**Your task**
These records contain pictures, which must be left out; copy exactly the lines from the one with "Target: shallow pool" up to and including the one with "Target: curly brown hair".
[Information shown — start]
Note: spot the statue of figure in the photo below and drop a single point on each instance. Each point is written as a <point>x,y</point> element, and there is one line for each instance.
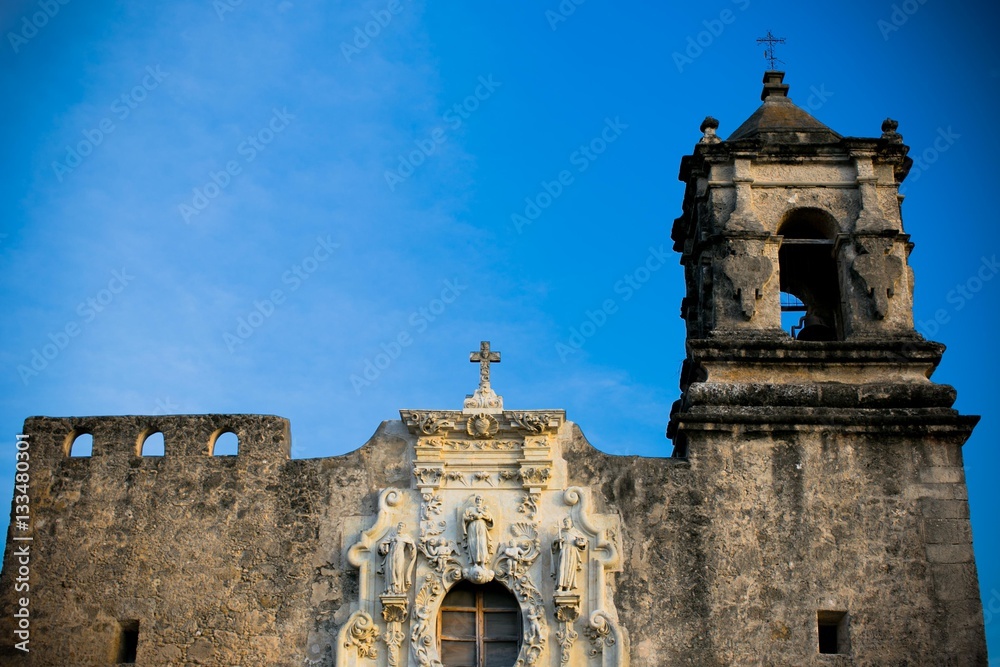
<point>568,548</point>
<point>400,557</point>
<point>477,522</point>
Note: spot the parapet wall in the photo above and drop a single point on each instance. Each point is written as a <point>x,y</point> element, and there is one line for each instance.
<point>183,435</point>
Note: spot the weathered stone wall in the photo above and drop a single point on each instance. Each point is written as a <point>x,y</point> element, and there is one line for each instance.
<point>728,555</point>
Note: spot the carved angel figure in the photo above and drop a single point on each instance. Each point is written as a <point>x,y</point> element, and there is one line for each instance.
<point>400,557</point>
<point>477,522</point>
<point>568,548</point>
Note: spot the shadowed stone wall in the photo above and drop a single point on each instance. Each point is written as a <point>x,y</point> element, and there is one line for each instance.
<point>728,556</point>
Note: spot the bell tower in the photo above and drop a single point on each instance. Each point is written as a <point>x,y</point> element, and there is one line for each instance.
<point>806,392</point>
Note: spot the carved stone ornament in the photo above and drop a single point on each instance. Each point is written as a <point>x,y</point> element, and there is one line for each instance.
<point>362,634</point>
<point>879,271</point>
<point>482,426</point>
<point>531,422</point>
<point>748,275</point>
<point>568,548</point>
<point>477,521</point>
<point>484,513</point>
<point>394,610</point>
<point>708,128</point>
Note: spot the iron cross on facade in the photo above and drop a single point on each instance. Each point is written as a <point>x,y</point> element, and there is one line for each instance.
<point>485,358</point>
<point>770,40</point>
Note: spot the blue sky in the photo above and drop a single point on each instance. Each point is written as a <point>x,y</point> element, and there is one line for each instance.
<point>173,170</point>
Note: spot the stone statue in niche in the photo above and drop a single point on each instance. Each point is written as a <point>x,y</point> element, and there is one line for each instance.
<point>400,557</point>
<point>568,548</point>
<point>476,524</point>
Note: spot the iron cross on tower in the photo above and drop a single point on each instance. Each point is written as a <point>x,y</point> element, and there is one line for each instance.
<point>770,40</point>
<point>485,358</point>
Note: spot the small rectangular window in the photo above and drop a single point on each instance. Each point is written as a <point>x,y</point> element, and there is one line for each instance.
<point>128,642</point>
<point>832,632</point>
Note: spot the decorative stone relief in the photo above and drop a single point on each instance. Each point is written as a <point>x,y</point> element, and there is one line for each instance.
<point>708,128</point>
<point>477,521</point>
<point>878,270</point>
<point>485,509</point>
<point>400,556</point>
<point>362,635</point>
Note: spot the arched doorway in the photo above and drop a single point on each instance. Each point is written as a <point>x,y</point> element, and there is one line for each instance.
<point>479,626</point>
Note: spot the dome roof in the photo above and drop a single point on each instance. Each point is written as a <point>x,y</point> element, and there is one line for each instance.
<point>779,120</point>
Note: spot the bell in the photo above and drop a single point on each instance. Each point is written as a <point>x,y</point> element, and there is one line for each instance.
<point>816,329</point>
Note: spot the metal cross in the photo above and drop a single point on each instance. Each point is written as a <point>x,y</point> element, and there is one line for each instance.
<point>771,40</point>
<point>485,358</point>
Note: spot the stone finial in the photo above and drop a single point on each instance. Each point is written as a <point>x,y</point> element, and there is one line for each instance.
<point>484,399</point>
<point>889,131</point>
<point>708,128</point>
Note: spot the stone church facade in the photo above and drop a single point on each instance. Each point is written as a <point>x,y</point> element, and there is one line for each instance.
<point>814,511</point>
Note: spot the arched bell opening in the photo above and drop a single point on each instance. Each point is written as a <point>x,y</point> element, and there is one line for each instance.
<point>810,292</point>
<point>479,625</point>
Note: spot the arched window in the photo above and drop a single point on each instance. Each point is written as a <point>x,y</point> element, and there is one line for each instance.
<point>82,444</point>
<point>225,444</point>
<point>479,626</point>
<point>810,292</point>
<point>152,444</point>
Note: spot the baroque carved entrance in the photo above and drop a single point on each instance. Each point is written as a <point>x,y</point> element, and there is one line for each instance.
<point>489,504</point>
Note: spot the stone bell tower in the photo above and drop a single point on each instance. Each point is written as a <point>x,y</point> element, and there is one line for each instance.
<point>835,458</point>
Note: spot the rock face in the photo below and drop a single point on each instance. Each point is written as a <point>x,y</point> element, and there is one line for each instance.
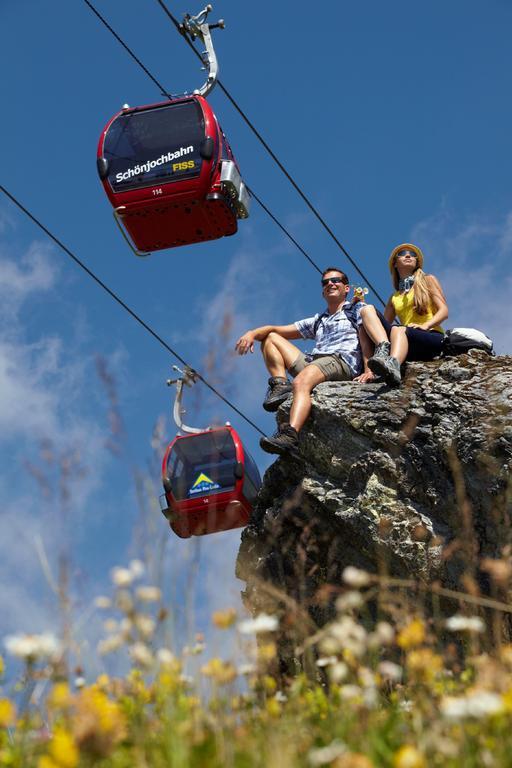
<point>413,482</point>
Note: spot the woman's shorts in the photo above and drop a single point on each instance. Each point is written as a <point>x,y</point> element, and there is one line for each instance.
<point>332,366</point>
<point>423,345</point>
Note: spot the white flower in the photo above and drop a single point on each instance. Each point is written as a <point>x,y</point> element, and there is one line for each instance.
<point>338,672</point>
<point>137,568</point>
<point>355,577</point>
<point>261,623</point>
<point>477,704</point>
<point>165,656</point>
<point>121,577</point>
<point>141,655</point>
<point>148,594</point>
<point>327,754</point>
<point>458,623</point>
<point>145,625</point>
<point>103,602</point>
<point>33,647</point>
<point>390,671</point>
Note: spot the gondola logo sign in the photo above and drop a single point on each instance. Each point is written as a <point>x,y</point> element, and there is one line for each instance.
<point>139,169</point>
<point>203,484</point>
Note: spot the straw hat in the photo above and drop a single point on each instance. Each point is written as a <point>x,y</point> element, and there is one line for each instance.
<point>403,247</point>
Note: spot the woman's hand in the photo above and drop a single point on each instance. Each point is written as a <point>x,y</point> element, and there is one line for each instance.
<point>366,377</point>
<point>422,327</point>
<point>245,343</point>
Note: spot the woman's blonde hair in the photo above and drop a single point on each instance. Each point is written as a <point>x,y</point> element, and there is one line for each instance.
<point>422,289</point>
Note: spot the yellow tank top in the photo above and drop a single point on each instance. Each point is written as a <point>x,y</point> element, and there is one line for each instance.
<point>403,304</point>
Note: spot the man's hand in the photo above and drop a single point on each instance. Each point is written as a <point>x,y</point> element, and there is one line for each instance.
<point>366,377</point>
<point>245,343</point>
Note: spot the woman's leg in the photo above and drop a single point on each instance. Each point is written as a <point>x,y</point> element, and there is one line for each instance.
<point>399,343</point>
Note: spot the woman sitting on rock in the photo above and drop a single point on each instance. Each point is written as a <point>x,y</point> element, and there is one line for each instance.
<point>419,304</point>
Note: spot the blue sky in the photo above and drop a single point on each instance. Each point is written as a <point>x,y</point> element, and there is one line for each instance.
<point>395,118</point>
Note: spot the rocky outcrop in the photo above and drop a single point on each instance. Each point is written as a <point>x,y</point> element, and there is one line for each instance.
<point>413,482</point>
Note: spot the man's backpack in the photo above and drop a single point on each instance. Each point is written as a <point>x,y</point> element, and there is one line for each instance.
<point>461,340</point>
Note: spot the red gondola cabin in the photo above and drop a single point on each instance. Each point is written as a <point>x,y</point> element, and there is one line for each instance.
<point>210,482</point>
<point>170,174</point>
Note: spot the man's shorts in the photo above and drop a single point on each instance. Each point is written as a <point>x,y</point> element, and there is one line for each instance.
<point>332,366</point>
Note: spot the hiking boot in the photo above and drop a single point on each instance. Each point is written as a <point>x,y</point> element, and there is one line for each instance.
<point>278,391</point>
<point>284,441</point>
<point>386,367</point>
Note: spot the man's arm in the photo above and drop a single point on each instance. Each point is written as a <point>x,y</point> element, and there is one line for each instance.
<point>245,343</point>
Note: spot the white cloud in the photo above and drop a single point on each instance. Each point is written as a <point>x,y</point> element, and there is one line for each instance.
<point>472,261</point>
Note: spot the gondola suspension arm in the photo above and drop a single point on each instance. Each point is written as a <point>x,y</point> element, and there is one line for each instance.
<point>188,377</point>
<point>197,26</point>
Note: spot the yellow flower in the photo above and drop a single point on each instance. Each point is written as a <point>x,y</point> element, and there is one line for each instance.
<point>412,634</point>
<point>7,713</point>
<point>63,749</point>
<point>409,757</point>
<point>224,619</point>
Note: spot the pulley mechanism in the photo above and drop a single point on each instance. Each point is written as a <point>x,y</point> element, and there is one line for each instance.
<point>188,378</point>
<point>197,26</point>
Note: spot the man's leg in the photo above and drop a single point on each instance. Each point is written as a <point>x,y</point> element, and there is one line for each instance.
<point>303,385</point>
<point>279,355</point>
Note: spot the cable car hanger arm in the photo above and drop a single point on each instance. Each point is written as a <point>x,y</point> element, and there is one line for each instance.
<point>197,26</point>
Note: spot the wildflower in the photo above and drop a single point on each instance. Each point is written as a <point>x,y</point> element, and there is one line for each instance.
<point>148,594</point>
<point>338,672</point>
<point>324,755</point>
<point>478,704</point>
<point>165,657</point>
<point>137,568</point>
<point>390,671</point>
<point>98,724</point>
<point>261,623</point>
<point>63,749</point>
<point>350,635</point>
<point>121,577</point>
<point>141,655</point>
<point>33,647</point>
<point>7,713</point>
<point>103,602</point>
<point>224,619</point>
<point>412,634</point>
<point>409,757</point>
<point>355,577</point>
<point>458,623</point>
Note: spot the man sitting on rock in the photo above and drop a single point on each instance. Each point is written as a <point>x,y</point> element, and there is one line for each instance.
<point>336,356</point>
[Information shown — finish]
[Information shown — start]
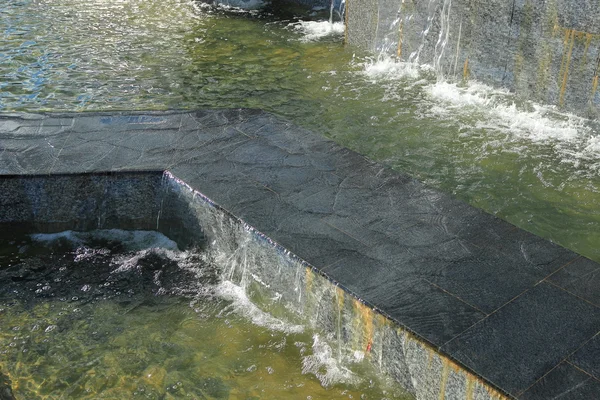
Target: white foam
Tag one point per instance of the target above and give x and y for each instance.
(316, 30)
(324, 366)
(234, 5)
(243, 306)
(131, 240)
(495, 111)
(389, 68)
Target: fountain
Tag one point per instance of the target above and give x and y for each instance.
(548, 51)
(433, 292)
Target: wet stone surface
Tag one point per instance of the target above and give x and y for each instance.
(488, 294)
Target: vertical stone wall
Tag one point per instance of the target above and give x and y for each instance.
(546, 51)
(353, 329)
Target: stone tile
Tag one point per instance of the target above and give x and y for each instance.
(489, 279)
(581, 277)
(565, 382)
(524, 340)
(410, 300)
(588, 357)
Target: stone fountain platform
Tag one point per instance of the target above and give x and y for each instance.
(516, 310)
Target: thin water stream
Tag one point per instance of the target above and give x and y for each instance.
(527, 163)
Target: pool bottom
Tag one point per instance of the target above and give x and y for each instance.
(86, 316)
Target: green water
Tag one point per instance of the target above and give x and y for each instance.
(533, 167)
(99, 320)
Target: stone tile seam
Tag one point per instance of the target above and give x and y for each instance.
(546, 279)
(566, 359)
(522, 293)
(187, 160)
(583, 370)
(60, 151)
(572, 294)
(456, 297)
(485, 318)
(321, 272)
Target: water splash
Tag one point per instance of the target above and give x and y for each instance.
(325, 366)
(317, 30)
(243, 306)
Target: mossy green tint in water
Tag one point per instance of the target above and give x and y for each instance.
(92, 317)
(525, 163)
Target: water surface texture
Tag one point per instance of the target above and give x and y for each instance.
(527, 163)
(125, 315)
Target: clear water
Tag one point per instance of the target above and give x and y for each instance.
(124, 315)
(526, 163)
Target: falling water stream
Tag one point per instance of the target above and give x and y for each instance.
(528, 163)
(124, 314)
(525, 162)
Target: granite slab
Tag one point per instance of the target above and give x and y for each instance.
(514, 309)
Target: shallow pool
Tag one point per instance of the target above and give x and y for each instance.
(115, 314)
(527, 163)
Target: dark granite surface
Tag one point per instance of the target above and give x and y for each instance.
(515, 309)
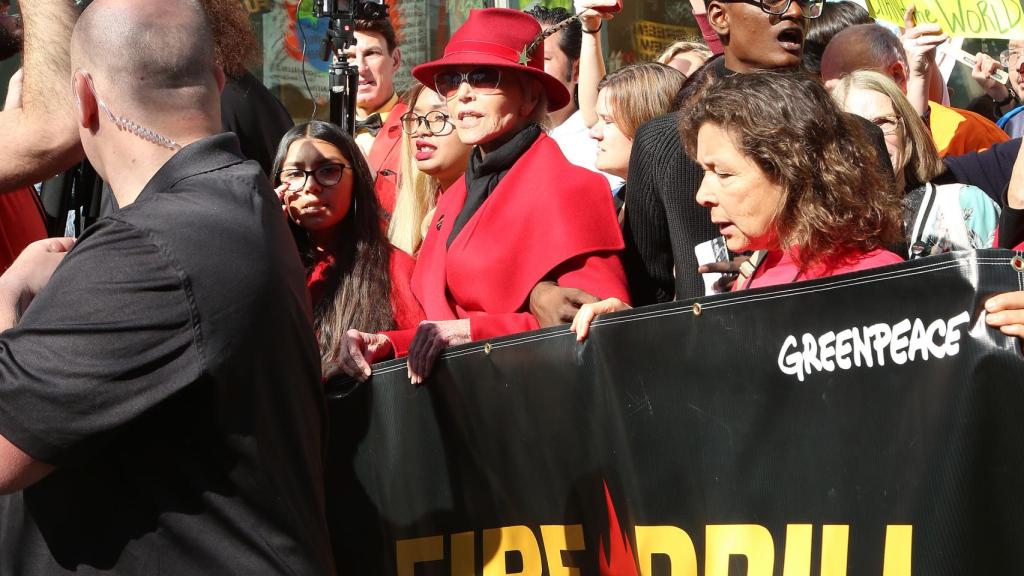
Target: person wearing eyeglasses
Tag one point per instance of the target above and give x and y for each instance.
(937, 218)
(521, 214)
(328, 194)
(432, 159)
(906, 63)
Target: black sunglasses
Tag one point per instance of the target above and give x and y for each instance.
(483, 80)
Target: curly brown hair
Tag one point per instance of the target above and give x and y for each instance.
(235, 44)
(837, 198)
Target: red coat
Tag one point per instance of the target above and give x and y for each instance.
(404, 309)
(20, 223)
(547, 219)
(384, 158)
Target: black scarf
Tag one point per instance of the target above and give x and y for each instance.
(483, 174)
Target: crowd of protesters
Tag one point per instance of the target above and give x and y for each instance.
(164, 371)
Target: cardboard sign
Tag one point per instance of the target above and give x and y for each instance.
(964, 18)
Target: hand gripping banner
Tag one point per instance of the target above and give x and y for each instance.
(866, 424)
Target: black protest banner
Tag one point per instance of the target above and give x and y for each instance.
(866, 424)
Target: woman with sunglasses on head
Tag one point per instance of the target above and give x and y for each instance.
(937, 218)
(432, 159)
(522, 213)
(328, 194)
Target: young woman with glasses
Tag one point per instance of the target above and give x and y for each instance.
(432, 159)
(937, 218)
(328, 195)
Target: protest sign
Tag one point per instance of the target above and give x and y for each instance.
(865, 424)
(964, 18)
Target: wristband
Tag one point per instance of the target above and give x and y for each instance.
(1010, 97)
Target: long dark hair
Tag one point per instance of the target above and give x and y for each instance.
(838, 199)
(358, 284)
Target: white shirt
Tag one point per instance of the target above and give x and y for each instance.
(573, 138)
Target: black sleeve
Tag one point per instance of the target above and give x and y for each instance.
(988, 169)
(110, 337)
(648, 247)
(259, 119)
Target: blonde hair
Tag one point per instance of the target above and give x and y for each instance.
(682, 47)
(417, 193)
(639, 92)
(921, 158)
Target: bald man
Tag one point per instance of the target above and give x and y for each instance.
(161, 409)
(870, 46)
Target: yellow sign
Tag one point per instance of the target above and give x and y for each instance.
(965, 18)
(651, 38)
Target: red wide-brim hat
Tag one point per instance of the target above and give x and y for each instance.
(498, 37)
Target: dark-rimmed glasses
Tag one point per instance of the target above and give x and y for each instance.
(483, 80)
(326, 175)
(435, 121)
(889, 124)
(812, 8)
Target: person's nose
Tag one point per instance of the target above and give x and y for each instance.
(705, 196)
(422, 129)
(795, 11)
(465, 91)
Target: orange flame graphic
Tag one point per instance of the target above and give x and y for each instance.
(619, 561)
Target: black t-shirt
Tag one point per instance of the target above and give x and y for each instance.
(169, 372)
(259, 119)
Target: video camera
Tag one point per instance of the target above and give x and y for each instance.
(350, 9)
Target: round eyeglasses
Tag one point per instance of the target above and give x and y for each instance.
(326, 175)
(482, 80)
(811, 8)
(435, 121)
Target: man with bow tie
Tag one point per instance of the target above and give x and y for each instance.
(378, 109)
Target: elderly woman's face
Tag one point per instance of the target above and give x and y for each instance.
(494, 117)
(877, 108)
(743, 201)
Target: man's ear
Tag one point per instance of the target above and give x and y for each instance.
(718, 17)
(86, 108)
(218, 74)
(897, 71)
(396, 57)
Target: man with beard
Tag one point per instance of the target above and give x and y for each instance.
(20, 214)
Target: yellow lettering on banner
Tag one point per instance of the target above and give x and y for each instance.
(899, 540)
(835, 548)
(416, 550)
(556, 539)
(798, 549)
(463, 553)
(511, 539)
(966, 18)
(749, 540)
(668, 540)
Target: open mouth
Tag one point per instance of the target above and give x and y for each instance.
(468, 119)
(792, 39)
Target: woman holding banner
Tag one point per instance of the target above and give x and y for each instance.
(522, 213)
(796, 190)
[Information shown — finish]
[Information shown — start]
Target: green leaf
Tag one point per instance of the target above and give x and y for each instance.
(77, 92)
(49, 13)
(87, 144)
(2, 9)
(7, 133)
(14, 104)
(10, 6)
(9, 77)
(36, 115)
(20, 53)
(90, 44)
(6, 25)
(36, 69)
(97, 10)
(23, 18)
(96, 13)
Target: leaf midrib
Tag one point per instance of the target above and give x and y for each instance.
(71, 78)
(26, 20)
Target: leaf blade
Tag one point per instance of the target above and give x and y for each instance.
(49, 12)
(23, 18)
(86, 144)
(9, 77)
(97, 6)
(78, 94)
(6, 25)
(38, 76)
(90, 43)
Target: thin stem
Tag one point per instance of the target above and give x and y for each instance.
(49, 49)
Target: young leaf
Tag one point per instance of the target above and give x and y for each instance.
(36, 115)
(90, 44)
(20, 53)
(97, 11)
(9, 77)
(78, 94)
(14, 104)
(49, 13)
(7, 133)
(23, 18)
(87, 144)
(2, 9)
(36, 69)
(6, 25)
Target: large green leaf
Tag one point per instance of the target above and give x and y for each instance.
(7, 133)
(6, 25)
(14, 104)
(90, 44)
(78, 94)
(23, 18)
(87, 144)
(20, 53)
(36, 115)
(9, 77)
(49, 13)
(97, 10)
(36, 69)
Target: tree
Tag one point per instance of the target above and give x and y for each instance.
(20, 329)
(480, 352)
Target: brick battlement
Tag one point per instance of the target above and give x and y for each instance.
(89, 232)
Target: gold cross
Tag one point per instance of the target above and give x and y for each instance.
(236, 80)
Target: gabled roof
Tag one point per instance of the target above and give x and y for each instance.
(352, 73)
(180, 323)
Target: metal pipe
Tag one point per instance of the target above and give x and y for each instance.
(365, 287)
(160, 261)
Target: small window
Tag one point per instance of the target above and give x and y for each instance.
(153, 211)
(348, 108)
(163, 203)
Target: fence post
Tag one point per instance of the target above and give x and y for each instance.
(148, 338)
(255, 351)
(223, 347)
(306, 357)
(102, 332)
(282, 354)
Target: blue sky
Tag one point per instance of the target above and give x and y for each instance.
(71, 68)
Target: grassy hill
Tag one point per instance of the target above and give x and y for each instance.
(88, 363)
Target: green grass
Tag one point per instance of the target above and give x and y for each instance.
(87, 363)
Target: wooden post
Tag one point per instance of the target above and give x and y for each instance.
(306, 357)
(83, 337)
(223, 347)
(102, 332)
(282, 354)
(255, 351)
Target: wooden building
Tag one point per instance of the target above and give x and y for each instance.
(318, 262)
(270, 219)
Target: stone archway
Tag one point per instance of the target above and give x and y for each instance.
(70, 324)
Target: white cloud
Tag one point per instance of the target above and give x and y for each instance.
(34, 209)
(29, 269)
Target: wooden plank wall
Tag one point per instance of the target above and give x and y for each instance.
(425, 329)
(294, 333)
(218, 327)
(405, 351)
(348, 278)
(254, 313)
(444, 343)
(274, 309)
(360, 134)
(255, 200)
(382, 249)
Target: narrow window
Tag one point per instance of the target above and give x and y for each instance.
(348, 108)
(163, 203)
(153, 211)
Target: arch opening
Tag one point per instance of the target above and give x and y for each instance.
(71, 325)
[Information shown — finish]
**Exercise result**
Target: shallow pool
Tag one point per instance of the target above and give x and y for each instance.
(115, 314)
(527, 163)
Target: dark granite surface
Tag one point per instance of the target above and give x and y for each instance.
(515, 309)
Target: person wearing eyeglasses
Tag one point per instance of the target above and give x and y for each instance.
(937, 218)
(521, 214)
(328, 194)
(432, 159)
(906, 63)
Target: black sunglasses
Tag one point per instance of the target above and give x and y for each instance.
(483, 80)
Target: curly brown hair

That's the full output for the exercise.